**Exercise aim:** Write each entry out again, exactly as it is written.

**Information shown:**
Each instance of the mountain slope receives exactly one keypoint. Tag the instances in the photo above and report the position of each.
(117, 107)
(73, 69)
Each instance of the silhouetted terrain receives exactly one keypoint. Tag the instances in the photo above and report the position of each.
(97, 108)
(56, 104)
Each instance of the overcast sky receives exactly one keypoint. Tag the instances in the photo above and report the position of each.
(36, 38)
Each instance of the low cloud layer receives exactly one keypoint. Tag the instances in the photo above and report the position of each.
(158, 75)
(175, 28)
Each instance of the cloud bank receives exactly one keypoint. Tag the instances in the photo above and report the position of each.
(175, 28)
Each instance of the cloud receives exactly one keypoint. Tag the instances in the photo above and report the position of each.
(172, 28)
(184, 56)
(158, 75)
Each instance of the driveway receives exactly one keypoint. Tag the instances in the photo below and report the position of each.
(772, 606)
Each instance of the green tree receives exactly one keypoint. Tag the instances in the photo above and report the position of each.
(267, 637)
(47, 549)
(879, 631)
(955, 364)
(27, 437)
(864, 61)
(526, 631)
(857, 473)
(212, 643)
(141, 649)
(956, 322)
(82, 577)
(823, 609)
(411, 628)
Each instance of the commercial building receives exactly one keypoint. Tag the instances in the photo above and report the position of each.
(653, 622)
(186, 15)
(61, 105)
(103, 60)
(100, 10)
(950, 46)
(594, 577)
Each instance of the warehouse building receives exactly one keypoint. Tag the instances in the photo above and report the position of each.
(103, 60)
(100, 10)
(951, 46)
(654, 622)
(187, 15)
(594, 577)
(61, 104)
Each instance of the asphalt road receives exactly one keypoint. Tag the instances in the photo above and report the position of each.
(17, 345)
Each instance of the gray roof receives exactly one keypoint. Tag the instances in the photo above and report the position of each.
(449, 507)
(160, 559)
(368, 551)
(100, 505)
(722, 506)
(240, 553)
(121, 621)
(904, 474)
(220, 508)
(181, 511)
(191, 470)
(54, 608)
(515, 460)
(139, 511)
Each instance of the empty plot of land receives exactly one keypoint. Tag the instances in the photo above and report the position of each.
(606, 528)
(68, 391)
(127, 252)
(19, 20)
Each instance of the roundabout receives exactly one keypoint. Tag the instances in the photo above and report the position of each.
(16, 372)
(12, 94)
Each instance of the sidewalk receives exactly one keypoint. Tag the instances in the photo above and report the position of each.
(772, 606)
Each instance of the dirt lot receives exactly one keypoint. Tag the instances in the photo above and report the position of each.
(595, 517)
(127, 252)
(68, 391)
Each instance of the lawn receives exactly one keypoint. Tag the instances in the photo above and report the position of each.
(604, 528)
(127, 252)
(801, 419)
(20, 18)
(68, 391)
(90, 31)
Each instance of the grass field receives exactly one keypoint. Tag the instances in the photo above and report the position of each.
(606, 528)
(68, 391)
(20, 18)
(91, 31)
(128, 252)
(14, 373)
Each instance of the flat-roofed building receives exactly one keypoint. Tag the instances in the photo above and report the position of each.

**Output of the exercise:**
Each instance of the mountain slope receives exactly one keypoint. Tag the instances in the photo above and report the position of each.
(117, 107)
(73, 69)
Each instance of the silhouetted terrain receives exactly one keypoint. Tag the instances in the photo above and report the position of each.
(97, 108)
(56, 104)
Each instance of the overcast sky receives exactly one keypoint. Tag the instances in the photo above and report the position of each.
(36, 38)
Each instance of the low cloud layer receives exactly one keypoint. Tag the instances in the photo above and report the position of each.
(158, 75)
(175, 28)
Each instance of the cloud bank receives exactly one keypoint. Tag the instances in the photo above and report the position of each.
(175, 28)
Each instance of the cloud receives exactly one keypoint. Tag the instances in the photo above and report the position of each.
(172, 28)
(184, 56)
(158, 75)
Each instance of the driveway receives exactly one keypoint. Tag the instances in the photo below and report the position of each.
(772, 606)
Each instance of the green tree receives exactly one keypoint. Tag the instances in the photo above and report the position of each.
(267, 637)
(47, 549)
(879, 631)
(955, 364)
(27, 437)
(864, 61)
(526, 631)
(857, 473)
(212, 643)
(141, 649)
(956, 322)
(82, 577)
(823, 609)
(411, 628)
Each instance of the commercial building receives exactly one keypoint. Tag the instances in the photo above and report the position of each.
(653, 622)
(186, 15)
(61, 105)
(103, 60)
(100, 10)
(950, 46)
(594, 577)
Each instance of the warehouse building receives exactly one keypoint. Tag the instances in the photo above and report the position of each.
(103, 60)
(100, 10)
(951, 46)
(654, 622)
(187, 15)
(594, 577)
(61, 104)
Each instance of the asphalt road receives exactly one keypoint. Tag the instances in the photo above and report the position of each.
(17, 345)
Each instance of the gray roof receives exactly one keypoint. Tag the instances in the photo above and report the position of each.
(449, 507)
(160, 559)
(368, 551)
(100, 505)
(722, 506)
(240, 553)
(121, 621)
(904, 474)
(220, 508)
(181, 511)
(191, 470)
(54, 608)
(515, 460)
(139, 511)
Each instance of the empty plot of land receives exactly one keypoint. Tag the instances in the photo above and report the position of each.
(606, 528)
(68, 391)
(127, 252)
(19, 20)
Each instance of the roundabout receives exactly one keypoint. Tag the instances in the photo above and report the position of each.
(16, 372)
(12, 94)
Each instance of the sidewalk receives exactly one keypoint. Tag the instances in the photo above and report the position of each.
(772, 606)
Each instance of the dirt lot receives exactly one keypoint. Tag the instances in the photo above and report the position of each.
(595, 517)
(127, 252)
(68, 391)
Each instance of the lawn receives exactly one keypoint. Tag the instances in the photo above and report the position of each.
(604, 528)
(127, 252)
(801, 419)
(20, 18)
(68, 391)
(90, 31)
Each instance of the grass field receives exactly one keypoint. Tag the instances in the photo above and report the position of each.
(606, 528)
(68, 391)
(20, 18)
(91, 31)
(128, 252)
(14, 373)
Each instance of the flat-roofed building receives exactly one keypoint. Tag the instances in the photo above and report the position of each.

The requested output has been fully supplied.